# Exercise aim:
Reproduce all records exactly.

# Task inputs:

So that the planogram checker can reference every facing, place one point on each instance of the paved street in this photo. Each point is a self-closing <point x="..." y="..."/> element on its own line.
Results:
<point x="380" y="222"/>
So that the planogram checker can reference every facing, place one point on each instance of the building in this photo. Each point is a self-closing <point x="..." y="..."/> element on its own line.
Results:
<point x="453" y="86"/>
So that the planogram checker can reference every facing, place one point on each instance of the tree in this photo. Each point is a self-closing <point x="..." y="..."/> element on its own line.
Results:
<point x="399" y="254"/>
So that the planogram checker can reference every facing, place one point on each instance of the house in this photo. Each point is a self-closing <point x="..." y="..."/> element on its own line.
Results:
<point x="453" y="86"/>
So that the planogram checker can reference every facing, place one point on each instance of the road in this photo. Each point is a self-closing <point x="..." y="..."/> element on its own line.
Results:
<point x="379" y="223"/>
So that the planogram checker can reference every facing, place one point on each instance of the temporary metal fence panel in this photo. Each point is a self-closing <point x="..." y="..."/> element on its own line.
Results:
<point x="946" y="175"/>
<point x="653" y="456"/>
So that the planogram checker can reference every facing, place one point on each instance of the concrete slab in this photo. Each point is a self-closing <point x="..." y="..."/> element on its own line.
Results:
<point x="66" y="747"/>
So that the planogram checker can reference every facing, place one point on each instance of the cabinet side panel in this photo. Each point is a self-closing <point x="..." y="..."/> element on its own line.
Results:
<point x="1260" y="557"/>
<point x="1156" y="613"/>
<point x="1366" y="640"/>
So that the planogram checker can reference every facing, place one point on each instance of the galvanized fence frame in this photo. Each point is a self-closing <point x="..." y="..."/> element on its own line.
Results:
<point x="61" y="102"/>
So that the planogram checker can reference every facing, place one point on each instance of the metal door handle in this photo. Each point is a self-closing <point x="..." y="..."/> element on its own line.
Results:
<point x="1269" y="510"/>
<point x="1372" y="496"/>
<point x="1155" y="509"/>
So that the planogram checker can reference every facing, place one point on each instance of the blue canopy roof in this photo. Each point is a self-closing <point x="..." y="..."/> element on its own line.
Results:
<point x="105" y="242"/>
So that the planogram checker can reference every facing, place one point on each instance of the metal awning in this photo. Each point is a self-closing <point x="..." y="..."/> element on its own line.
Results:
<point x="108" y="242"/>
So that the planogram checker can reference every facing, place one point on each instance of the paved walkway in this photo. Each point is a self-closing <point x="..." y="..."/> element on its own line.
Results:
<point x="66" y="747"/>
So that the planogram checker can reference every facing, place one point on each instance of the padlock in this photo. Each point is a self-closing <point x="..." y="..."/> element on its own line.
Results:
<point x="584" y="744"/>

# Result of the exercise:
So that the planogram checker can reference every facing, place one point on each instance of the paved street in this photo. Each point is a self-closing <point x="..." y="..."/> element on its own line.
Results:
<point x="380" y="222"/>
So that the planogram checker can reference every facing, place one point on each instance of the building in this photo. Each point is a self-closing <point x="..." y="..."/> element on its own line.
Results:
<point x="453" y="86"/>
So that the planogram checker can reference every facing, place one point on each instance of the tree in this photo. Each point is a self-closing <point x="..." y="..."/> element on its own line.
Results:
<point x="399" y="254"/>
So that the planogram checker can reference every facing, place one point on each instance of the house in this photo. Each point is a self-closing <point x="..." y="..."/> element on its own line.
Results:
<point x="453" y="86"/>
So that the planogram checker can reference every facing, place one point on each instance of the road in this photo. Each point is a self-closing <point x="..." y="..."/> element on its own line.
Results:
<point x="379" y="223"/>
So that the planogram checker can reference every facing, place one point on each instance of the temporary metal fence panel in this photo. Each point is a self-closing <point x="..." y="..."/> element on its own line.
Results:
<point x="946" y="175"/>
<point x="653" y="456"/>
So that the planogram checker can reference every facing, place one point on each instance of the concrete slab in this photo. Each point is a self-closing <point x="..." y="..."/> element on its own line.
Results:
<point x="66" y="747"/>
So that the planogram checker can reference every facing, place one point on each instance of the cabinet side panel in this photo. Each point is a self-closing <point x="..." y="..."/> element on its own line.
Results:
<point x="1260" y="557"/>
<point x="1156" y="613"/>
<point x="1366" y="640"/>
So that the planogram checker can reference every facing, place one point on each instance of the galvanized fence frame in this photo. Each point is a self-closing <point x="..." y="..."/> element on its own line.
Results:
<point x="61" y="102"/>
So that the planogram checker can reference every facing, place one point on each instance of the metal door handle in this photo. Each point is a self-closing <point x="..." y="..."/> element on its own line.
Results:
<point x="1269" y="510"/>
<point x="1372" y="496"/>
<point x="1155" y="509"/>
So that the planogram checker can reference every facing, place one point on each instance of the blue canopy roof in this photo. Each point is a self-closing <point x="..." y="..."/> element on its own line.
Results:
<point x="105" y="242"/>
So that the planogram checker can reference every facing, place one point on each instance of the metal awning in this photo. Each point is a self-closing <point x="..." y="..."/> element on its own line.
Results:
<point x="108" y="242"/>
So that the planogram checker can reference every facing, place one point on each instance of the paved walkway in this photo. Each point is a self-closing <point x="..." y="..."/> element on its own line.
Results:
<point x="66" y="747"/>
So that the planogram checker can reference every facing, place one point on each instance of the padlock in this photo. Each point is a self-closing <point x="..." y="..."/> element on its own line.
Results:
<point x="584" y="744"/>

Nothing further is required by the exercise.